[[ AVAILABLE DATA open ]]

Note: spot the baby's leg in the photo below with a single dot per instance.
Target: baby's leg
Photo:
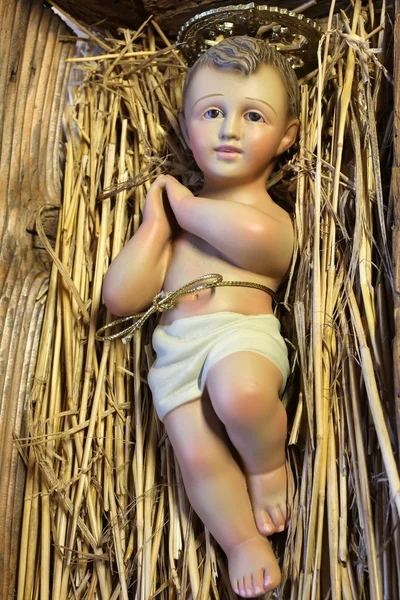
(244, 390)
(216, 488)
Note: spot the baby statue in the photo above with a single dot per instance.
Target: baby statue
(222, 363)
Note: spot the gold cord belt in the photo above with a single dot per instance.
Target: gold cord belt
(167, 300)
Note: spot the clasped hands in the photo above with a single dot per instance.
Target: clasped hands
(164, 210)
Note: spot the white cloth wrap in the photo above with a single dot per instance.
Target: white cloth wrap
(187, 348)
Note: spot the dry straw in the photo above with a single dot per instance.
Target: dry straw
(105, 514)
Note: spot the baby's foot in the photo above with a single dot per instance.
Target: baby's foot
(253, 568)
(269, 495)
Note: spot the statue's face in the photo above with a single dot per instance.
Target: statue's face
(236, 125)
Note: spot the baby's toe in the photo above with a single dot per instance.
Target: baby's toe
(278, 519)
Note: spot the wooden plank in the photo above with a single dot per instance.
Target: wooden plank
(33, 75)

[[ AVAILABLE DATA closed ]]

The line containing "Note: spot the baby's toe" marks where to begin; the last line of the records marks where to stop. Copy both and all between, exactly.

ANSWER TO THIS PROBLEM:
Note: spot the baby's toe in the photo above with a single dot per instance.
Target: baby's toe
(278, 519)
Note: spot the wooden plank in the photo above with a single dot per instance.
Target: wooden plank
(33, 75)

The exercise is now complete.